Location labeling records:
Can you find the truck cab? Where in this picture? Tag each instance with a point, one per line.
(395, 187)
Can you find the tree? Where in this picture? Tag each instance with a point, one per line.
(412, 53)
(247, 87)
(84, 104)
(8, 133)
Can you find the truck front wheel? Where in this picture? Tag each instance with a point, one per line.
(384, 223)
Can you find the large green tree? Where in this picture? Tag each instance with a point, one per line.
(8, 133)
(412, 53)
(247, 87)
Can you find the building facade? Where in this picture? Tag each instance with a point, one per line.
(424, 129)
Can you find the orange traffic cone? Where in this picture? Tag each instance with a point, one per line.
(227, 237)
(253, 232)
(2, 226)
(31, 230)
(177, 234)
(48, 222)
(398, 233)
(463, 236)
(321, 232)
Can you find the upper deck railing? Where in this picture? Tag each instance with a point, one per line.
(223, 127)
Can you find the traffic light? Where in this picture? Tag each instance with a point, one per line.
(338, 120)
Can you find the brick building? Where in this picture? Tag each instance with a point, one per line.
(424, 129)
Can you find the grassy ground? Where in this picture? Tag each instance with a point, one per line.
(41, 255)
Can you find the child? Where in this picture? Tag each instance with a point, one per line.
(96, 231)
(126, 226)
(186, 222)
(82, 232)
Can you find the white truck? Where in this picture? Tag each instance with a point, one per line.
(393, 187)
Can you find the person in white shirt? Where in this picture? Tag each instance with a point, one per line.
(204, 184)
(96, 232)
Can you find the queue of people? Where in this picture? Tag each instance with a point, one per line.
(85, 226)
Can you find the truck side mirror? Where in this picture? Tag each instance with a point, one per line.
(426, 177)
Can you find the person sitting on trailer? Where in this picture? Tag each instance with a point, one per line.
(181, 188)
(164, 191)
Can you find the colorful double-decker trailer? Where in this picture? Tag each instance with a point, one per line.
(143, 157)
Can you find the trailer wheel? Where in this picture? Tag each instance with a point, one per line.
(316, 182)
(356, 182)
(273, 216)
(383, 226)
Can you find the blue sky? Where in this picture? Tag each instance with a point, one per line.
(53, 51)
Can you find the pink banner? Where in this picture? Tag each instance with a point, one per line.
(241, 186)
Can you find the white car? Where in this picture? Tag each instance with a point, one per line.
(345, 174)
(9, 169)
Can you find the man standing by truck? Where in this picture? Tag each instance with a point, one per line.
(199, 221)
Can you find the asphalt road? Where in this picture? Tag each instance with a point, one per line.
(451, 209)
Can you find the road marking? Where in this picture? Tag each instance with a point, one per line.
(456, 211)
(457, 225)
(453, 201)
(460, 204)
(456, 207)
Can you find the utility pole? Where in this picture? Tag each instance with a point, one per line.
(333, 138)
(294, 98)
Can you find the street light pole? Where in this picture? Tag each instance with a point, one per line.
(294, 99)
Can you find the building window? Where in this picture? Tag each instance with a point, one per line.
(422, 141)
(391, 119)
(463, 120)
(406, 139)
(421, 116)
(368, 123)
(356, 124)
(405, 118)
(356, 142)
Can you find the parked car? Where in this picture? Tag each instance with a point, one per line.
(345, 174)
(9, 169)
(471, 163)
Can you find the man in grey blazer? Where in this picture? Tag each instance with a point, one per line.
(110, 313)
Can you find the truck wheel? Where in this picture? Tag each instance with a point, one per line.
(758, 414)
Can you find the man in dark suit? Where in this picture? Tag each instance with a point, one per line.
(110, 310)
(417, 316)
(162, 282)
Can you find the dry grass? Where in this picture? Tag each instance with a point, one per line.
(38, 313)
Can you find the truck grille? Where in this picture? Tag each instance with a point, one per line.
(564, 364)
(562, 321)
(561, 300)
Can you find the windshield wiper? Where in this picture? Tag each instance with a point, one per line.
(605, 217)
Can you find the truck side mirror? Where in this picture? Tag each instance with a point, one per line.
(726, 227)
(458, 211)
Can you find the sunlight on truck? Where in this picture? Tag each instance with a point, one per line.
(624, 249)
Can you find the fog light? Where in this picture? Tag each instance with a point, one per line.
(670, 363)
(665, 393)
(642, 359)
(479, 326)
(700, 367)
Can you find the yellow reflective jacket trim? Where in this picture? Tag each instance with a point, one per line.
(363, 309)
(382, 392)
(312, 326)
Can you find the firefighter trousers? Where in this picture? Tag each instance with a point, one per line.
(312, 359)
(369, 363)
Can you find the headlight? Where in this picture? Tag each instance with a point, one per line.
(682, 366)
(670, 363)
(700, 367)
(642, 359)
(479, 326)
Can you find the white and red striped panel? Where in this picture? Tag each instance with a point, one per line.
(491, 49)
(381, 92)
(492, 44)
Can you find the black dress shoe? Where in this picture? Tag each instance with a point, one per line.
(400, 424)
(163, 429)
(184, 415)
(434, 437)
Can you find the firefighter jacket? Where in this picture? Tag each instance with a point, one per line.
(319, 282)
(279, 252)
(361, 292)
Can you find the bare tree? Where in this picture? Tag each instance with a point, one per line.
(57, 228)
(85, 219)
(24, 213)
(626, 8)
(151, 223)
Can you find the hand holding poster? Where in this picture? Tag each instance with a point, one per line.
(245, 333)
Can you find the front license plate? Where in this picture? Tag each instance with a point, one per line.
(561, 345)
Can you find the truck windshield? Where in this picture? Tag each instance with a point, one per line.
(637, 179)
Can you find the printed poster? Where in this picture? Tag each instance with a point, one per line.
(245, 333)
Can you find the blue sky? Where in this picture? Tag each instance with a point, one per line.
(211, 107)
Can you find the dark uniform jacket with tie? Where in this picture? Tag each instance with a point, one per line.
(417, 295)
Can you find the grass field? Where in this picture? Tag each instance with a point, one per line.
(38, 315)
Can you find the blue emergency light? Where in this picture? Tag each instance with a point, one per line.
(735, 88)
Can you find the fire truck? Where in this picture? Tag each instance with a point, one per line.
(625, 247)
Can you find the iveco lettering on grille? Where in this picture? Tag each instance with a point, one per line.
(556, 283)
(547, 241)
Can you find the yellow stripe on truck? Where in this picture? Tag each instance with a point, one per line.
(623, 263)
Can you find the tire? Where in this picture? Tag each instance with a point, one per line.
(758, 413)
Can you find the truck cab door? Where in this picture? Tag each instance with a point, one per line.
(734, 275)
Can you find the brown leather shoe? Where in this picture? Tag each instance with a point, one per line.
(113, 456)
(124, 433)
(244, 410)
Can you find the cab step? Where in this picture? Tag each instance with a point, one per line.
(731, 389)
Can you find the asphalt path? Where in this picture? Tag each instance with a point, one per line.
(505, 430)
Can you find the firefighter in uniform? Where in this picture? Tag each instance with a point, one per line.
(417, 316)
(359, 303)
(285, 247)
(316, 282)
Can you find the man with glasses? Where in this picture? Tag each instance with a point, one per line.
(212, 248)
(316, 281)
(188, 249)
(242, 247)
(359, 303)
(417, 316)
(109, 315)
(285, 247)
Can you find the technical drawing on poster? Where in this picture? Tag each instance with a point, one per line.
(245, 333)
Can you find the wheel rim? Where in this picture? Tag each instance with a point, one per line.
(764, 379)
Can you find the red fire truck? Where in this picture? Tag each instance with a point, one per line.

▶ **TASK DESCRIPTION**: Can you edit the material above so that "Where in this picture?" becomes "Where in this image?" everywhere, with everything else left unchanged?

▶ **FINAL ANSWER**:
Can you find the truck cab? Where in this image? Tag each instance with a point, one per line.
(395, 187)
Can you find the tree? Where in this image? Tag each instance with a point, one per line.
(412, 53)
(247, 87)
(84, 104)
(8, 133)
Can you find the truck front wheel? Where in this image? Tag each instance with a point, one per line.
(384, 223)
Can you find the large green tree? Where in this image? Tag each instance with a point, one per line.
(8, 133)
(412, 53)
(247, 87)
Can you find the building facade? Where in this image? Tag each instance with a point, one per line.
(424, 129)
Can you find the orange traffic cone? Where in this image? Tag each instance with a point, one per line.
(227, 237)
(253, 232)
(2, 226)
(31, 230)
(177, 234)
(48, 222)
(398, 233)
(463, 236)
(321, 232)
Can you find the upper deck railing? Where in this image? Tag each instance with a point, one per line.
(223, 127)
Can you find the traffic light? Where in this image? Tag each instance with a point, one per line.
(338, 120)
Can you find the brick building? Where in this image? Tag each instance with a point, one per line.
(424, 129)
Can you find the grassy ground? Where in this image? Tag each instance with a point, one per line.
(41, 255)
Can you find the child? Where in this image? Tag each instance with a point, one per line.
(96, 231)
(126, 226)
(186, 222)
(82, 232)
Can you find the white truck? Where in this image? Tag each instance with a point, one per line.
(393, 187)
Can you find the person in white shirt? Where in this image? Tag each instance with a point, one per line.
(204, 184)
(96, 232)
Can you find the queue of people? Where in this image? Tag each instance with a point, one per line.
(85, 226)
Can you find the truck side mirror? Where in this image? Tag each instance with a point, one per line.
(426, 177)
Can you find the person sitting on trailer? Where in this image? Tag each instance with a point, one per line.
(181, 188)
(164, 191)
Can you find the colorful double-decker trailer? Where in this image? Tag each instance with a point, one per line.
(143, 157)
Can you find the trailer wheel? Where in this image? Tag each instance with a point, one per line.
(316, 182)
(356, 182)
(273, 216)
(383, 226)
Can you find the blue sky? Where in this image? Tag each instance with a point, one per line.
(53, 51)
Can you find the pink banner? Where in this image? Tag each instance with a point, one per line.
(241, 186)
Can you find the white car? Where in this image? Tag each instance with a point, one per line.
(345, 174)
(9, 169)
Can you find the man standing by truck? Where in this image? Tag each instance with a point, one per line.
(199, 221)
Can you find the asphalt road? Where in this image? Tag each instance with a point, one per line.
(451, 209)
Can you find the road marking? Where in this image? Tag each instance with a point, one per line.
(456, 211)
(457, 225)
(453, 201)
(460, 204)
(456, 207)
Can you find the utility pole? Where in this image? Tag each instance with a point, one per line.
(333, 138)
(294, 98)
Can you find the street light pole? Where in this image? Tag each instance with a point, one per line.
(294, 99)
Can you find the building window? Where in this image? Tag each instance with a point, one per line.
(422, 141)
(391, 119)
(463, 120)
(406, 139)
(421, 116)
(368, 123)
(356, 124)
(405, 118)
(356, 142)
Can you find the parked car? Where in this image? Tag each instance with a point, one per line.
(345, 174)
(9, 169)
(471, 163)
Can you find the man in grey blazer? Where in this image? Tag each instance with a point, one per line.
(110, 313)
Can you find the truck wheel? Where in this image? Tag each instance with a point, one per line.
(758, 414)
Can you find the man in dark suit? Where in this image? Tag each instance with a point, one per line.
(110, 310)
(417, 316)
(162, 282)
Can you find the dry grass? Where in this image? Tag each instance with a point, one per line.
(38, 313)
Can you find the truck grille? Where in this image? Tag each instance with a point, one per line.
(564, 364)
(562, 321)
(561, 300)
Can you find the windshield wiper? Where in this image? Tag each instance with a point, one per line.
(605, 217)
Can you find the truck side mirror? Where in this image? Tag each instance with a point, one per line.
(726, 227)
(458, 211)
Can you find the sunlight on truck? Where in this image? Tag each instance with a point, one per line.
(624, 249)
Can you find the fog light? Where in this image? Tag each instance with a point, one per line.
(670, 363)
(665, 393)
(642, 359)
(479, 326)
(700, 367)
Can you find the yellow reflective jacket trim? Where in this image? Tag each instance with a point, one per line.
(363, 309)
(382, 392)
(312, 326)
Can you find the firefighter trousers? Where in this image? Tag each instance with a point, one per line.
(312, 359)
(369, 363)
Can you find the headlight? Where in this image? Tag each instance with a point, one per line.
(682, 366)
(670, 363)
(700, 367)
(642, 359)
(479, 326)
Can you find the white and red striped panel? Where in this image? Tag each instance with a point, one per line.
(491, 49)
(381, 92)
(492, 44)
Can you find the black dress shoe? Where in this image? Tag each instance with a point, one per line.
(400, 424)
(163, 429)
(184, 415)
(434, 437)
Can you find the firefighter jacket? Where in this image? Tag each instance with a point, one per line.
(319, 282)
(279, 252)
(361, 292)
Can you find the bare tree? Where in this image? Tag each instance with a point, one per line.
(57, 228)
(85, 219)
(24, 213)
(626, 8)
(151, 223)
Can you find the hand holding poster? Where in this image? Tag each instance with a point, one per line.
(245, 333)
Can you find the front license plate? Where in this image? Tag each instance with a point, one per line.
(561, 345)
Can you find the truck windshield? Where in this image? Tag each instance with a point, one per line.
(637, 179)
Can you find the printed poster? Where in this image? Tag each instance with a point, one per line.
(245, 333)
Can you find the blue sky? Where in this image? Tag each instance with a point, one per line.
(211, 107)
Can you find the dark uniform jacket with tie? Where in this image? Tag each instance with a point, one per line.
(417, 295)
Can you find the grass field? Where in this image? Tag each instance with a point, one per line.
(38, 315)
Can you find the blue emergency light? Where in this image? Tag each instance with a point, one per line.
(735, 88)
Can you find the fire truck? Where in this image? Tag each instance with a point, one per line.
(625, 247)
Can you find the iveco lettering on grille? Where in this image? Tag each instance with a point, one per line.
(556, 283)
(547, 241)
Can you find the yellow stripe on truck? Where in this image? Tag each instance with a point, one per line.
(623, 263)
Can you find the tire? Where in this image? Tag each instance with a point, one per line.
(758, 413)
Can you find the truck cab door? Where in this image? Tag each instance with a point, one per line.
(734, 275)
Can you find the brown leather shoe? Where in this image? Tag each instance with a point, one per line.
(113, 456)
(124, 433)
(244, 410)
Can you find the cab step? Where in this image? Tag each instance with a point, one per line.
(731, 389)
Can you find the asphalt path? Where in this image? Tag each instance with a point, one per line.
(505, 430)
Can you find the firefighter in uniform? Where in this image? Tag each instance with a point, one per line.
(417, 316)
(359, 303)
(285, 247)
(316, 282)
Can you find the man with glasses? Where in this image? Tag each instance with a point, one per line.
(212, 248)
(316, 281)
(188, 249)
(242, 247)
(359, 303)
(417, 316)
(109, 315)
(285, 247)
Can you find the technical drawing on poster? Where in this image? Tag each instance with a point, one per line.
(245, 333)
Can you find the wheel rim? Where in this image? Tag each instance with a point, one per line.
(764, 379)
Can you find the red fire truck? Where in this image? Tag each instance with a point, one per line.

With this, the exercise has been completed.